However, since you are not the stockholder of record, you may not
vote your shares virtually at the Meeting unless you request and
obtain a signed letter or other valid proxy from your bank,
brokerage firm or other nominee/agent.
What
proposals am I voting on?
There
are two matters scheduled for a vote at the Meeting: (i) to
approve, for the purposes of Nasdaq Listing Rule 5635, the issuance
of shares of the Company’s Common Stock upon conversion of the
Senior Secured Convertible Notes issued by the Company on November
4, 2022, and (ii) to approve the adjournment of the Special
Meeting, if necessary, to solicit additional proxies in the event
that there are not sufficient votes at the time of the Special
Meeting to approve the other proposals.
The
Board does not intend to bring any other matters before the Meeting
and is not aware of anyone else who will submit any other matters
to be voted on. However, if any other matters properly come before
the Meeting, the individuals named on the Proxy Card, or their
substitutes, will be authorized to vote on those matters in their
own judgment.
How
many votes do I have?

- [Written request]:
Continue the proxy statement excerpt on the special meeting after its final line.

- [Records supplied]:
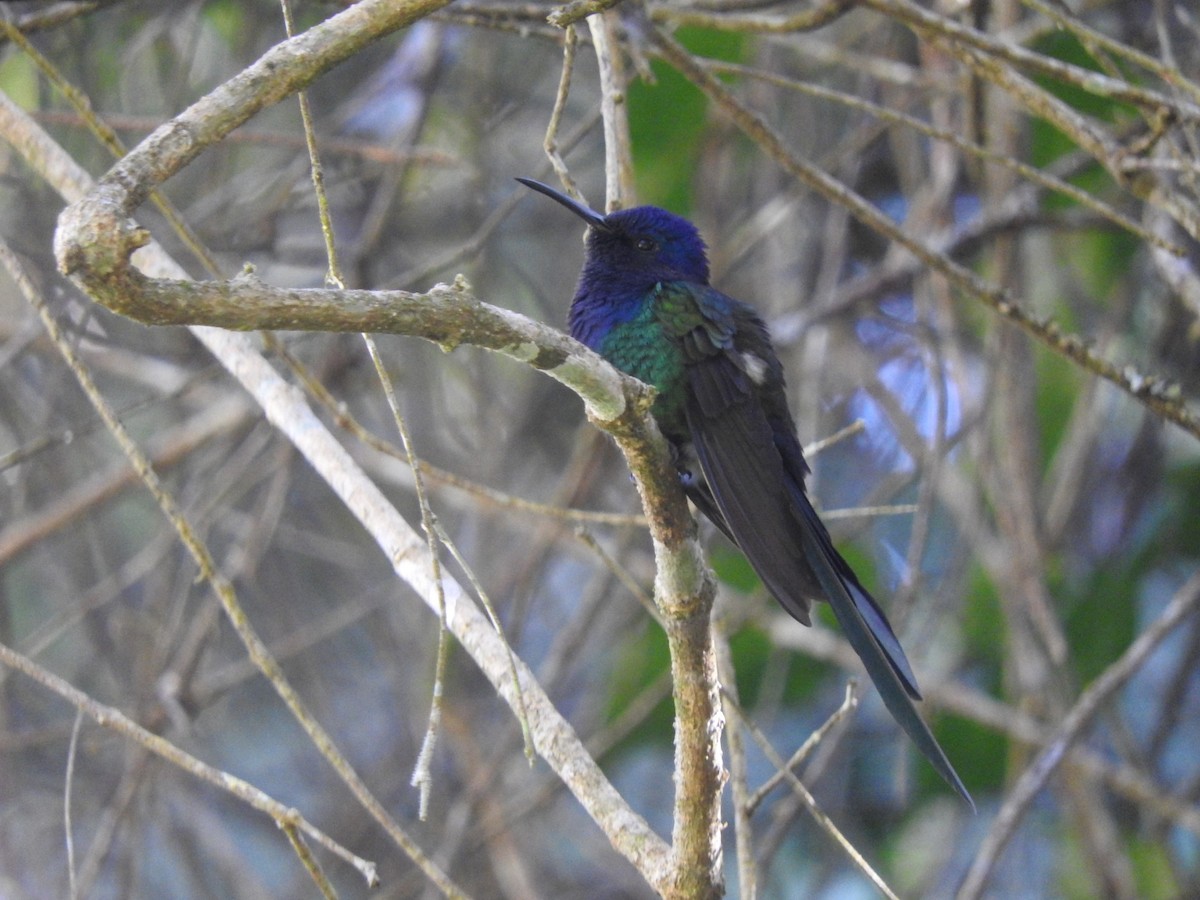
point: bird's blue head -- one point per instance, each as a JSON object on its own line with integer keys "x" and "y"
{"x": 636, "y": 247}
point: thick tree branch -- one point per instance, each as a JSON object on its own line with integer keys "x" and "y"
{"x": 286, "y": 407}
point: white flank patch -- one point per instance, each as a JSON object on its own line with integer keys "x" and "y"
{"x": 754, "y": 366}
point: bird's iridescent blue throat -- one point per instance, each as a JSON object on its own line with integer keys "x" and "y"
{"x": 643, "y": 301}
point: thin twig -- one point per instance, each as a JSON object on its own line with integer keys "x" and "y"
{"x": 112, "y": 718}
{"x": 1090, "y": 702}
{"x": 811, "y": 805}
{"x": 67, "y": 792}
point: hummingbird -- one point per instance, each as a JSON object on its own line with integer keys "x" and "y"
{"x": 645, "y": 304}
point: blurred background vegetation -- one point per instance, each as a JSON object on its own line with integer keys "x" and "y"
{"x": 1035, "y": 519}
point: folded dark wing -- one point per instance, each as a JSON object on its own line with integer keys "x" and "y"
{"x": 756, "y": 479}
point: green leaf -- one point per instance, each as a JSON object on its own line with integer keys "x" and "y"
{"x": 669, "y": 118}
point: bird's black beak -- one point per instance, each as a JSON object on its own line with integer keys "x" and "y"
{"x": 586, "y": 213}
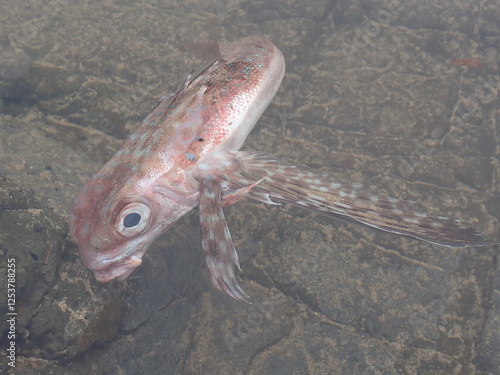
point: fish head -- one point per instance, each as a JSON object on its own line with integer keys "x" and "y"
{"x": 113, "y": 225}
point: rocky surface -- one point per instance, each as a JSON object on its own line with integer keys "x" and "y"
{"x": 371, "y": 93}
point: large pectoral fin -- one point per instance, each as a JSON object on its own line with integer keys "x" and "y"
{"x": 326, "y": 193}
{"x": 218, "y": 246}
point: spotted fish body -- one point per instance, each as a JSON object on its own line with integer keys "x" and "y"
{"x": 185, "y": 154}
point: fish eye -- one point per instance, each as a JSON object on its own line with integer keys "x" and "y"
{"x": 133, "y": 219}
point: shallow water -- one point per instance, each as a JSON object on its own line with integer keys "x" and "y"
{"x": 371, "y": 93}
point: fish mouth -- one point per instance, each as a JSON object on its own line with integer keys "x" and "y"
{"x": 119, "y": 270}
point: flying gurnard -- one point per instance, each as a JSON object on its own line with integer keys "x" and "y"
{"x": 185, "y": 154}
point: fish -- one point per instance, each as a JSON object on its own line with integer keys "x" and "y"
{"x": 186, "y": 154}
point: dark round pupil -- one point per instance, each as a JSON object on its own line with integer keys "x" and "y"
{"x": 131, "y": 220}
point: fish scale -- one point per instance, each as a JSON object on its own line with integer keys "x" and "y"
{"x": 185, "y": 154}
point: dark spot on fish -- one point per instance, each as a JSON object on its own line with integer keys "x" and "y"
{"x": 131, "y": 220}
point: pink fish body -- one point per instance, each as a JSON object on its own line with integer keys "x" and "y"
{"x": 185, "y": 154}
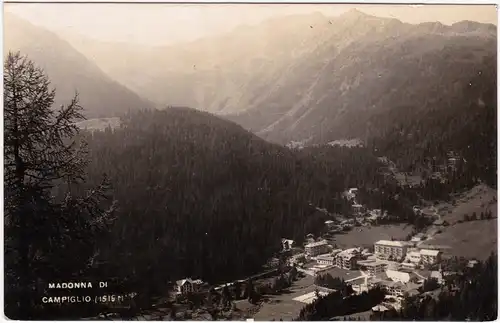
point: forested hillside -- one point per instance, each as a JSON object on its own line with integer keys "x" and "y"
{"x": 70, "y": 71}
{"x": 204, "y": 194}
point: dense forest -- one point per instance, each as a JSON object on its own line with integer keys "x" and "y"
{"x": 470, "y": 295}
{"x": 420, "y": 138}
{"x": 202, "y": 193}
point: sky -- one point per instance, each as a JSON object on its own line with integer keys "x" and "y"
{"x": 161, "y": 24}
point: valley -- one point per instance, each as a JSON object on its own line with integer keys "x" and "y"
{"x": 308, "y": 167}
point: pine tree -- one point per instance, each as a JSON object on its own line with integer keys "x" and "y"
{"x": 48, "y": 237}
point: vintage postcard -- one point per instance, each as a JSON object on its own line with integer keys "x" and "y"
{"x": 265, "y": 161}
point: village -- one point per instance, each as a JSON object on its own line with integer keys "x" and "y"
{"x": 299, "y": 273}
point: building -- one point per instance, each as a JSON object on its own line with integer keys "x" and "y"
{"x": 408, "y": 266}
{"x": 472, "y": 263}
{"x": 438, "y": 276}
{"x": 359, "y": 285}
{"x": 347, "y": 259}
{"x": 329, "y": 224}
{"x": 297, "y": 259}
{"x": 358, "y": 208}
{"x": 188, "y": 285}
{"x": 287, "y": 244}
{"x": 395, "y": 250}
{"x": 439, "y": 222}
{"x": 414, "y": 257}
{"x": 327, "y": 259}
{"x": 430, "y": 257}
{"x": 393, "y": 288}
{"x": 401, "y": 276}
{"x": 373, "y": 267}
{"x": 316, "y": 248}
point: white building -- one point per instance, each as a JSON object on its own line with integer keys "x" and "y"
{"x": 329, "y": 224}
{"x": 386, "y": 249}
{"x": 287, "y": 244}
{"x": 414, "y": 257}
{"x": 327, "y": 259}
{"x": 188, "y": 285}
{"x": 347, "y": 259}
{"x": 375, "y": 267}
{"x": 400, "y": 276}
{"x": 317, "y": 248}
{"x": 430, "y": 257}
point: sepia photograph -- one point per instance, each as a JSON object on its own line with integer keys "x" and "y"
{"x": 250, "y": 161}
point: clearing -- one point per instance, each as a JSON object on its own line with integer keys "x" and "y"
{"x": 284, "y": 306}
{"x": 367, "y": 236}
{"x": 471, "y": 239}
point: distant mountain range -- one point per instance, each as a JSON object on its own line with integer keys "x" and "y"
{"x": 310, "y": 78}
{"x": 70, "y": 71}
{"x": 307, "y": 79}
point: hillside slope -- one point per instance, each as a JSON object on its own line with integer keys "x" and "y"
{"x": 312, "y": 78}
{"x": 69, "y": 70}
{"x": 202, "y": 193}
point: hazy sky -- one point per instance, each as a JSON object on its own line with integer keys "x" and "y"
{"x": 159, "y": 24}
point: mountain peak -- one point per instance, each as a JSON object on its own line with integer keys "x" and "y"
{"x": 354, "y": 13}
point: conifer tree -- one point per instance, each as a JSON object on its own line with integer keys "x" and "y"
{"x": 51, "y": 223}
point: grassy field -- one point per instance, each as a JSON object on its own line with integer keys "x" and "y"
{"x": 364, "y": 236}
{"x": 479, "y": 199}
{"x": 283, "y": 306}
{"x": 474, "y": 239}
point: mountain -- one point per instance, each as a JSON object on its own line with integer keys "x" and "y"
{"x": 204, "y": 194}
{"x": 411, "y": 92}
{"x": 69, "y": 70}
{"x": 314, "y": 79}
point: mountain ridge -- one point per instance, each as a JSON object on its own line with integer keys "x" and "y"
{"x": 69, "y": 70}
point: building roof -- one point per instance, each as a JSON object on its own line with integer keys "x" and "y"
{"x": 390, "y": 243}
{"x": 379, "y": 308}
{"x": 428, "y": 252}
{"x": 408, "y": 265}
{"x": 188, "y": 280}
{"x": 325, "y": 257}
{"x": 359, "y": 280}
{"x": 436, "y": 274}
{"x": 398, "y": 275}
{"x": 316, "y": 244}
{"x": 372, "y": 263}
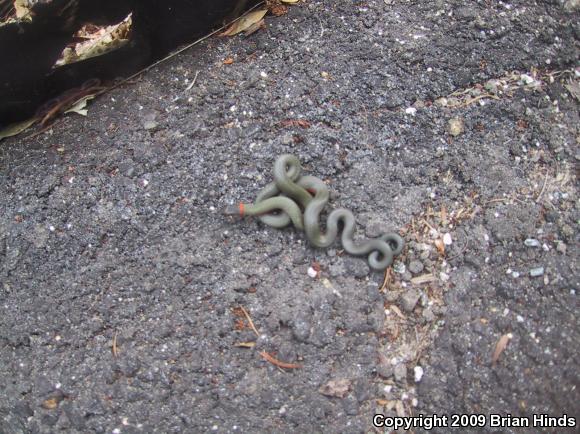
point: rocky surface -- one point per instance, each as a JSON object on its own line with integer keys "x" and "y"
{"x": 122, "y": 285}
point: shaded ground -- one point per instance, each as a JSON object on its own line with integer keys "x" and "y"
{"x": 112, "y": 237}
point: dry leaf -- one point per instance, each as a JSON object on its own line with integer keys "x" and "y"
{"x": 17, "y": 128}
{"x": 79, "y": 107}
{"x": 99, "y": 42}
{"x": 245, "y": 23}
{"x": 336, "y": 388}
{"x": 397, "y": 311}
{"x": 500, "y": 347}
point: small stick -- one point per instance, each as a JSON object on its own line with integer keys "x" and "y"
{"x": 543, "y": 187}
{"x": 114, "y": 349}
{"x": 250, "y": 321}
{"x": 278, "y": 363}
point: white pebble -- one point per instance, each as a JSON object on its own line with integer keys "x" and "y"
{"x": 418, "y": 373}
{"x": 312, "y": 272}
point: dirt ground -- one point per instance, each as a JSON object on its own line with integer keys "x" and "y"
{"x": 124, "y": 291}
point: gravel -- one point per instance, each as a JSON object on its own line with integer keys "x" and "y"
{"x": 122, "y": 283}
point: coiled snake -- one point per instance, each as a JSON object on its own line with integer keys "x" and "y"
{"x": 311, "y": 194}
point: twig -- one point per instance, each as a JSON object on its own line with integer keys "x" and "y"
{"x": 544, "y": 186}
{"x": 277, "y": 362}
{"x": 253, "y": 327}
{"x": 193, "y": 81}
{"x": 386, "y": 280}
{"x": 477, "y": 98}
{"x": 114, "y": 348}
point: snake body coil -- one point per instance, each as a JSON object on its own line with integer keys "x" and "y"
{"x": 311, "y": 194}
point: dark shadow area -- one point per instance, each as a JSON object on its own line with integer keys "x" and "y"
{"x": 30, "y": 49}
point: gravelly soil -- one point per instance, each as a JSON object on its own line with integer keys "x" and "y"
{"x": 112, "y": 238}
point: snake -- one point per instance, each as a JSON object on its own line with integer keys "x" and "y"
{"x": 290, "y": 193}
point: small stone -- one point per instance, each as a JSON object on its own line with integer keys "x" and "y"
{"x": 428, "y": 315}
{"x": 561, "y": 247}
{"x": 356, "y": 267}
{"x": 455, "y": 126}
{"x": 416, "y": 267}
{"x": 418, "y": 373}
{"x": 385, "y": 370}
{"x": 401, "y": 372}
{"x": 532, "y": 242}
{"x": 150, "y": 125}
{"x": 410, "y": 299}
{"x": 399, "y": 267}
{"x": 567, "y": 231}
{"x": 301, "y": 329}
{"x": 447, "y": 240}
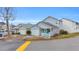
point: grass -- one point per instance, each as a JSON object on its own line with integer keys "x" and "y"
{"x": 65, "y": 36}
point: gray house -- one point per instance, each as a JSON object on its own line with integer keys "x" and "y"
{"x": 23, "y": 28}
{"x": 46, "y": 28}
{"x": 50, "y": 26}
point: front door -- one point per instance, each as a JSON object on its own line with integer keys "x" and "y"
{"x": 45, "y": 32}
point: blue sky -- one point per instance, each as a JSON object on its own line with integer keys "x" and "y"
{"x": 36, "y": 14}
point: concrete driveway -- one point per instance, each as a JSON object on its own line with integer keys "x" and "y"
{"x": 71, "y": 44}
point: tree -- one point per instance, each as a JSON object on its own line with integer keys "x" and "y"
{"x": 6, "y": 14}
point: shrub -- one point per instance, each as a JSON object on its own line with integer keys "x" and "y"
{"x": 55, "y": 35}
{"x": 28, "y": 32}
{"x": 63, "y": 32}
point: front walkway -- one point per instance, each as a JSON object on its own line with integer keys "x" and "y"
{"x": 71, "y": 44}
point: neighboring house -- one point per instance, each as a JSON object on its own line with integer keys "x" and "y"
{"x": 24, "y": 28}
{"x": 46, "y": 28}
{"x": 69, "y": 25}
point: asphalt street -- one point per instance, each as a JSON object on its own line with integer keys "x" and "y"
{"x": 10, "y": 45}
{"x": 71, "y": 44}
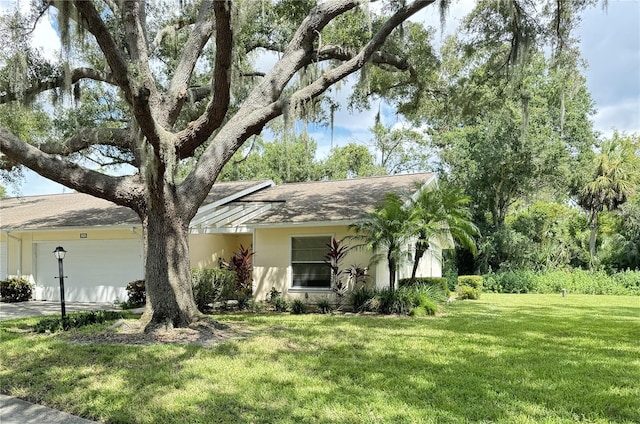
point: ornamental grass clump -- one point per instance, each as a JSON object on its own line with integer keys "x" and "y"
{"x": 15, "y": 289}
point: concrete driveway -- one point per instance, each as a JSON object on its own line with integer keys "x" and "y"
{"x": 35, "y": 308}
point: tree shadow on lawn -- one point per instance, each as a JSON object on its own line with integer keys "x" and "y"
{"x": 473, "y": 366}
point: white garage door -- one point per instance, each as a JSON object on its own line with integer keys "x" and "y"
{"x": 95, "y": 270}
{"x": 3, "y": 260}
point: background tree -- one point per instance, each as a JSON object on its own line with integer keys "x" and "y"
{"x": 615, "y": 178}
{"x": 385, "y": 231}
{"x": 439, "y": 213}
{"x": 187, "y": 84}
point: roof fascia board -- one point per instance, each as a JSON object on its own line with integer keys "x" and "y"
{"x": 204, "y": 210}
{"x": 303, "y": 224}
{"x": 58, "y": 229}
{"x": 238, "y": 212}
{"x": 214, "y": 216}
{"x": 223, "y": 230}
{"x": 253, "y": 214}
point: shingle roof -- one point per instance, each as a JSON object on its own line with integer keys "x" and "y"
{"x": 82, "y": 210}
{"x": 329, "y": 201}
{"x": 325, "y": 201}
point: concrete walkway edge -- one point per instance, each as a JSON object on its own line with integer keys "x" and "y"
{"x": 18, "y": 411}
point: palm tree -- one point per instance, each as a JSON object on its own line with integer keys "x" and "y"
{"x": 615, "y": 178}
{"x": 386, "y": 228}
{"x": 438, "y": 213}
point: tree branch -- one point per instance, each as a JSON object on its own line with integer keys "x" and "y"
{"x": 199, "y": 130}
{"x": 88, "y": 137}
{"x": 107, "y": 44}
{"x": 330, "y": 77}
{"x": 200, "y": 35}
{"x": 125, "y": 191}
{"x": 57, "y": 82}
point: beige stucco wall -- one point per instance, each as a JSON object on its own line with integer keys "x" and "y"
{"x": 205, "y": 249}
{"x": 20, "y": 245}
{"x": 272, "y": 260}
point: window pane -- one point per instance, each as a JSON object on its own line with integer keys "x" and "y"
{"x": 311, "y": 275}
{"x": 309, "y": 249}
{"x": 307, "y": 257}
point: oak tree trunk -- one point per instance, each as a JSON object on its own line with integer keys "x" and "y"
{"x": 169, "y": 292}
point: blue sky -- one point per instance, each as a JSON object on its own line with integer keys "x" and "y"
{"x": 610, "y": 43}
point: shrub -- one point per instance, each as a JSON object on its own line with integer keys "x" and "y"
{"x": 15, "y": 289}
{"x": 241, "y": 264}
{"x": 280, "y": 304}
{"x": 394, "y": 301}
{"x": 75, "y": 320}
{"x": 519, "y": 281}
{"x": 467, "y": 292}
{"x": 474, "y": 281}
{"x": 469, "y": 287}
{"x": 136, "y": 295}
{"x": 438, "y": 282}
{"x": 212, "y": 285}
{"x": 361, "y": 299}
{"x": 630, "y": 280}
{"x": 325, "y": 306}
{"x": 298, "y": 307}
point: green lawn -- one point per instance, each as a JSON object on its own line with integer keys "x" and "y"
{"x": 504, "y": 358}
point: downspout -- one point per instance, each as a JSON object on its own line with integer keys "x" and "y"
{"x": 19, "y": 254}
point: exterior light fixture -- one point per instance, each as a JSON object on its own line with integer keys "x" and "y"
{"x": 59, "y": 254}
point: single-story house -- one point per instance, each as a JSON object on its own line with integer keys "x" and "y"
{"x": 286, "y": 225}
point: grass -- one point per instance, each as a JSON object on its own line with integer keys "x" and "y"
{"x": 504, "y": 358}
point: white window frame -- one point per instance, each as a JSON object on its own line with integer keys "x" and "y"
{"x": 293, "y": 288}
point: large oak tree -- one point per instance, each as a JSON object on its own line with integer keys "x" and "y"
{"x": 129, "y": 41}
{"x": 173, "y": 81}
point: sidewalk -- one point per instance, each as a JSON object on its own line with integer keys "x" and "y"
{"x": 16, "y": 411}
{"x": 35, "y": 308}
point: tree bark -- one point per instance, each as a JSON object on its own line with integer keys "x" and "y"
{"x": 592, "y": 236}
{"x": 422, "y": 245}
{"x": 392, "y": 271}
{"x": 170, "y": 300}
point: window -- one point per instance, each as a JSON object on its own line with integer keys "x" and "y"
{"x": 307, "y": 262}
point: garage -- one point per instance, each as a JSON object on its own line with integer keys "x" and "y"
{"x": 95, "y": 270}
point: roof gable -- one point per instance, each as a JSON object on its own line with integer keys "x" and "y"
{"x": 330, "y": 201}
{"x": 228, "y": 205}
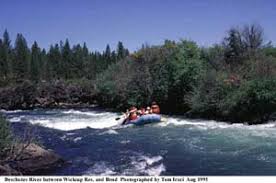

- [Right answer]:
On
each matter to be voted upon, you have one vote for each share of
Common Stock you owned as of the Record Date.
What
is the quorum requirement?
A
quorum of stockholders is necessary to hold a valid Meeting. A
quorum will be present if a majority of the outstanding shares of
Common Stock entitled to vote are present at the virtual
Meeting.
Your
shares will be counted towards the quorum only if you submit a
valid proxy, have voted via the Internet, have voted via telephone
or vote virtually at the Meeting.
If
you submit your proxy vote via the Internet or by telephone but
abstain from voting or withhold authority to vote on one or more
matters, as applicable, your shares will be counted as present at
the Meeting for the purpose of determining a quorum.
Broker
non-votes will be counted towards the quorum
requirement.
Your
shares also will be counted as present at the Meeting for the
purpose of calculating the vote on the particular matter with
respect to which you abstained from voting or withheld authority to
vote, as further provided below.
If
there is no quorum, the Chairman or a majority of the votes present
at the Meeting may adjourn the meeting to another date.
How
do I vote?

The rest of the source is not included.